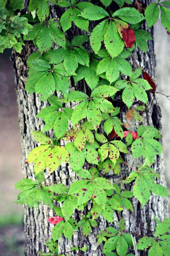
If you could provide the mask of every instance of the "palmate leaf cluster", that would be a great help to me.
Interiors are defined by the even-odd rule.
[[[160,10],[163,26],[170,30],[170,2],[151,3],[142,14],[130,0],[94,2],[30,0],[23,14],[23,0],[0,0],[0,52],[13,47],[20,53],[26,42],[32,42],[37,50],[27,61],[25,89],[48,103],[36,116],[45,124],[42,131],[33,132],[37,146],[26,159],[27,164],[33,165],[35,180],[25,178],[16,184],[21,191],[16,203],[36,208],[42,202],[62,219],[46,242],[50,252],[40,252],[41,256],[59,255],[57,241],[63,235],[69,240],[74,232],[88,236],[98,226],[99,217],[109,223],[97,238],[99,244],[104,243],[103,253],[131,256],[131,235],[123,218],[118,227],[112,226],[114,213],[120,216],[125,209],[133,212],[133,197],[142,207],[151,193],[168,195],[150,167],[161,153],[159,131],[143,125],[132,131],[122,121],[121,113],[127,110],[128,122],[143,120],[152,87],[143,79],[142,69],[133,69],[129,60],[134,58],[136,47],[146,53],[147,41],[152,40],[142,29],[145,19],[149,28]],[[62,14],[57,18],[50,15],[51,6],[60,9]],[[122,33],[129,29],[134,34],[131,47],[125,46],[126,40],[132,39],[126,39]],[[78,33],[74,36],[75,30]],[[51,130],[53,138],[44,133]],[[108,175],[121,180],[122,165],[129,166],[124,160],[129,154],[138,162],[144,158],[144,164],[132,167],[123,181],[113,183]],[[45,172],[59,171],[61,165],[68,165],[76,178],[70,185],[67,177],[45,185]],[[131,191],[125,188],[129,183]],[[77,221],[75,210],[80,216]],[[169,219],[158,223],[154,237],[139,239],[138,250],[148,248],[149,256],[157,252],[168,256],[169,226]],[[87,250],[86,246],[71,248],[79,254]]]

++++++++

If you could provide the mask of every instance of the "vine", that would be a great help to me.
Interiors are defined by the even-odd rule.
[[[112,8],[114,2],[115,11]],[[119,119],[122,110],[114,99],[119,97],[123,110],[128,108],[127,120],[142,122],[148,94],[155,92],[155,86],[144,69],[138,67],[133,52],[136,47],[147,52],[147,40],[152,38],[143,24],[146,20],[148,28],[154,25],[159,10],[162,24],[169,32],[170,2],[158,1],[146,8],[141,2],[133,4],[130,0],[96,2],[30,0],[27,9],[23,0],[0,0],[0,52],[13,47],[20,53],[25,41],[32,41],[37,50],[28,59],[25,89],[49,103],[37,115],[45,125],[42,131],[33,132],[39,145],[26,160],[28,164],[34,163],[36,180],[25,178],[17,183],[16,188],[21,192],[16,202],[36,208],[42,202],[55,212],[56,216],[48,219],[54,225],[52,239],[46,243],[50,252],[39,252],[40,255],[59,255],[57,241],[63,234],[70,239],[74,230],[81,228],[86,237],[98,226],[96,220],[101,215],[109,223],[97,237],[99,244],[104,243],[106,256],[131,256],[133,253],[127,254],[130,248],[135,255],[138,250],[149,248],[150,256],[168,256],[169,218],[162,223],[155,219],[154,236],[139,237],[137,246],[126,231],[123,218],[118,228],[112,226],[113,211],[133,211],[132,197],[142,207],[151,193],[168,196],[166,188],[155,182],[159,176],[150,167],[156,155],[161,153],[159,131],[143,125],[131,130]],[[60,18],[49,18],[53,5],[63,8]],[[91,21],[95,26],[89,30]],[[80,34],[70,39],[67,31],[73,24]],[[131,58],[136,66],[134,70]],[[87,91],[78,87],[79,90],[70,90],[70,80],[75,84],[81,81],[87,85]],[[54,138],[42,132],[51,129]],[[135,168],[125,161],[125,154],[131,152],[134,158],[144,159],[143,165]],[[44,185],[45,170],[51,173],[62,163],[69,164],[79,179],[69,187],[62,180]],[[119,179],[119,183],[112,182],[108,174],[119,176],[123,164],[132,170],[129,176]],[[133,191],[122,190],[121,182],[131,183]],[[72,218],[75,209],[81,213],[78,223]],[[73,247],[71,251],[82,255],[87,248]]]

++++++++

Show each line of the entries above containing the word "that".

If you could provide the mask of every instance of the "palmate leaf cluster", that would be a great help to me.
If you could provide the mask of every instance of the "vine", that would be a great help to me.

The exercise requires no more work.